**DATASET CONTENT**
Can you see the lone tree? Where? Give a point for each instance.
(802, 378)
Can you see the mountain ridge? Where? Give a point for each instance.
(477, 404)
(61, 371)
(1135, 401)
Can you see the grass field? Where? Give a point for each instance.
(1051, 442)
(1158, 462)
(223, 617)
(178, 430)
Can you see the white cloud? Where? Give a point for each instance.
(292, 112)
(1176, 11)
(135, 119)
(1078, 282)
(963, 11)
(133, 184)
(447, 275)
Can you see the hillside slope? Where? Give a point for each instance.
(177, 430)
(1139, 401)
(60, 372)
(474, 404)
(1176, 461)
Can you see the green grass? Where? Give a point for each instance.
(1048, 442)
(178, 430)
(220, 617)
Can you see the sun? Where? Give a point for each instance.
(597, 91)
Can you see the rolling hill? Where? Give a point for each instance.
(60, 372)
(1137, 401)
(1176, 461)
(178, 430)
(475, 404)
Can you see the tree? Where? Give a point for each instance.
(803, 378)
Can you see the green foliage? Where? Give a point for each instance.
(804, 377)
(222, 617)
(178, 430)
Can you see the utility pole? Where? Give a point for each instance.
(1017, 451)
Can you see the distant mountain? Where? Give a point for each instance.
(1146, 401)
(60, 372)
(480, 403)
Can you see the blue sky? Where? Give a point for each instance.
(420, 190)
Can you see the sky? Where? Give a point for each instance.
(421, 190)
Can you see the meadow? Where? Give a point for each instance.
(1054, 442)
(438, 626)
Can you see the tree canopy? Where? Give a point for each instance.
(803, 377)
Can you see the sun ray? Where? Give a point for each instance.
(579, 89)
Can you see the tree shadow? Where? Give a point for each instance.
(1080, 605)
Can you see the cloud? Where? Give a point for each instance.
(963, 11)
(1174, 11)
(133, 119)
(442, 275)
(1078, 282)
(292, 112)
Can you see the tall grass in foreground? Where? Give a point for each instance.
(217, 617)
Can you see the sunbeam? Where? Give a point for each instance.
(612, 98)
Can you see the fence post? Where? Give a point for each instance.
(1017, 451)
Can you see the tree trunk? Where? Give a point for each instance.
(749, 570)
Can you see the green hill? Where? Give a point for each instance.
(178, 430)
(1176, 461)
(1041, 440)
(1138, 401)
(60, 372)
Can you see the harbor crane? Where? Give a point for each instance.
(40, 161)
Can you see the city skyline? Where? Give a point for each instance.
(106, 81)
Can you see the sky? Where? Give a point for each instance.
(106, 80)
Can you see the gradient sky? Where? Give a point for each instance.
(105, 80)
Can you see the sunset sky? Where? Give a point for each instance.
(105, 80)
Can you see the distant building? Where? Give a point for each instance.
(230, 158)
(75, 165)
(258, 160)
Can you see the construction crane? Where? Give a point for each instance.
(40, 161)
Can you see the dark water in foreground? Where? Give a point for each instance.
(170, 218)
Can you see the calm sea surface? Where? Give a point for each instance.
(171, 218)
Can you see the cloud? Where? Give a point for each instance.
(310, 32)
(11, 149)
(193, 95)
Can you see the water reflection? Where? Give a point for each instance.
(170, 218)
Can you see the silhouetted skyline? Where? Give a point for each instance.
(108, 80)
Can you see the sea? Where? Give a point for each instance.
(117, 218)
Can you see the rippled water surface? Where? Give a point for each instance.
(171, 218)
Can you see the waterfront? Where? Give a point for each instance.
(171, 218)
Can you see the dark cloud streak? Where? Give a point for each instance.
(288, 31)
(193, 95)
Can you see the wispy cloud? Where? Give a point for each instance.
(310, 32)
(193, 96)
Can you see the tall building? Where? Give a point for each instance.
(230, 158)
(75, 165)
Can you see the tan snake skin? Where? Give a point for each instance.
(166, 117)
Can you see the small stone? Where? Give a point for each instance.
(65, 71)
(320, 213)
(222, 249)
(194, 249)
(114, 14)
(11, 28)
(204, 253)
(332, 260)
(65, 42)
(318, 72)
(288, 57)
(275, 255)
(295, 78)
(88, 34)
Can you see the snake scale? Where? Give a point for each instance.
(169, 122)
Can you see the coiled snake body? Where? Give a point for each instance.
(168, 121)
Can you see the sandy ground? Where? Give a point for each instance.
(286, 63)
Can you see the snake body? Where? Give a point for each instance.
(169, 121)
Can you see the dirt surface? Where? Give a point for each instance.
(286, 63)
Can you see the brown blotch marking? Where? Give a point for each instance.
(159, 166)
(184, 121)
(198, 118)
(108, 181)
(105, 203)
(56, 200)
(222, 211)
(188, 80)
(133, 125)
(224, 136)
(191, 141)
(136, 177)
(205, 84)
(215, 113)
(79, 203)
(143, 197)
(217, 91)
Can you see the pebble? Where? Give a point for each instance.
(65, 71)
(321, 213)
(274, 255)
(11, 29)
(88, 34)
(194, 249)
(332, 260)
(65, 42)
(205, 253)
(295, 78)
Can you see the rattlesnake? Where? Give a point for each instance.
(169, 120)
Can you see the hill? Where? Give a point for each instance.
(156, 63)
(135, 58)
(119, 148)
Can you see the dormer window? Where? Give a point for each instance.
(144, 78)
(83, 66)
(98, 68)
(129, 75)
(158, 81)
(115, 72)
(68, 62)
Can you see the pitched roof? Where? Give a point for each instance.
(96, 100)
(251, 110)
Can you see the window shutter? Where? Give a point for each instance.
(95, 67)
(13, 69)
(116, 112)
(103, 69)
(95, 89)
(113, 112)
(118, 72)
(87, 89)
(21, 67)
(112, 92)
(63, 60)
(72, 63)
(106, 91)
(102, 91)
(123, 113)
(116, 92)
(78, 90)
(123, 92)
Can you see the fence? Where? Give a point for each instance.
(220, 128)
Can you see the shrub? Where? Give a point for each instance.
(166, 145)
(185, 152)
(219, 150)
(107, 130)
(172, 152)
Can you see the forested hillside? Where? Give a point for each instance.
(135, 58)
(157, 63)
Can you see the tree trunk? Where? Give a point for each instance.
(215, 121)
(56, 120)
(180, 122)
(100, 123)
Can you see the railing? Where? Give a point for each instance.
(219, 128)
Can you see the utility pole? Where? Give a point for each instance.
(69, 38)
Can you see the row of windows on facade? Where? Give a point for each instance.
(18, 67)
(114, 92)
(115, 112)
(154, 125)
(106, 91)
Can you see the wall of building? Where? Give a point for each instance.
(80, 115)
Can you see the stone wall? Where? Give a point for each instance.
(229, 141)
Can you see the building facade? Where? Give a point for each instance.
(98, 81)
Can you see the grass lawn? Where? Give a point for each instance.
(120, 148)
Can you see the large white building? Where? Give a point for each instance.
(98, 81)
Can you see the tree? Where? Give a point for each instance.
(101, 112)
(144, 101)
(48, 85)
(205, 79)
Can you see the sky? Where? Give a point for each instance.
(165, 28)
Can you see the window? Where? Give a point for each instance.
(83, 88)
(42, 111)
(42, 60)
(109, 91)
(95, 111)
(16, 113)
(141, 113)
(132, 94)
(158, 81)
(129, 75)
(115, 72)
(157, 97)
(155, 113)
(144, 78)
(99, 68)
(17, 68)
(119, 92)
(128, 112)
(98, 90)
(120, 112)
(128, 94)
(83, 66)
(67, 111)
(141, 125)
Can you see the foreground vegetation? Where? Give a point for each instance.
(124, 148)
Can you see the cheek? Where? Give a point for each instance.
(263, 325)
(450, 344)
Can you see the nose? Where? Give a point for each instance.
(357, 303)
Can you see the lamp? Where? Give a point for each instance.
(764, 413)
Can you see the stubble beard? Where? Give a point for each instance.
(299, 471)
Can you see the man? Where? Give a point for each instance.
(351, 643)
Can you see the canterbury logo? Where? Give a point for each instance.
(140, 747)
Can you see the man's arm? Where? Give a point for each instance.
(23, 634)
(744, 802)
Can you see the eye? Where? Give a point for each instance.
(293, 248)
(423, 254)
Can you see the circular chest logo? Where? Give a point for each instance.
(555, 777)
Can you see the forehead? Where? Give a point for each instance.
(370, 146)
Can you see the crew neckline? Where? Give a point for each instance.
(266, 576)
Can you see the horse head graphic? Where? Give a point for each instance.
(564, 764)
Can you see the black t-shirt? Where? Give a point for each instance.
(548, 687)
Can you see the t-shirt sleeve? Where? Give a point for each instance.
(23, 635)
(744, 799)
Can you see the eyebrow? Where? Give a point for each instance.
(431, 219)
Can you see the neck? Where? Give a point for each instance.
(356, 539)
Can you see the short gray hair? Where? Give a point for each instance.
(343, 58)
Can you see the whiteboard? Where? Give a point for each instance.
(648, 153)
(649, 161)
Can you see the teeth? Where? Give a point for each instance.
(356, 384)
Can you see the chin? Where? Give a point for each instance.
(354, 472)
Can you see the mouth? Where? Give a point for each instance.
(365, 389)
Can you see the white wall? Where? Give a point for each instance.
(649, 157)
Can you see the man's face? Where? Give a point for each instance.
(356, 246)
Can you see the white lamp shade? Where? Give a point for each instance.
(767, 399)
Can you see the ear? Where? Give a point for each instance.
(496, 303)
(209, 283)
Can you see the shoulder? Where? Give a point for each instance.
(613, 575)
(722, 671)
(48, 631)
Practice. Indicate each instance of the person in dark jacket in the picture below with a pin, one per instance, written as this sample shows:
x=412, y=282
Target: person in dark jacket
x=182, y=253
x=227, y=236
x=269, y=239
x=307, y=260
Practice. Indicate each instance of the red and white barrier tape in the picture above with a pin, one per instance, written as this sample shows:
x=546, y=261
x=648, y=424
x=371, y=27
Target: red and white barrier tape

**PROBLEM STATEMENT**
Going through the entries, return every line holding the word "tape".

**EXERCISE RESPONSE**
Practice. Indicate each instance of the red and white barrier tape in the picture above with a pin, one per instance, written as this sample shows:
Target: red and white barrier tape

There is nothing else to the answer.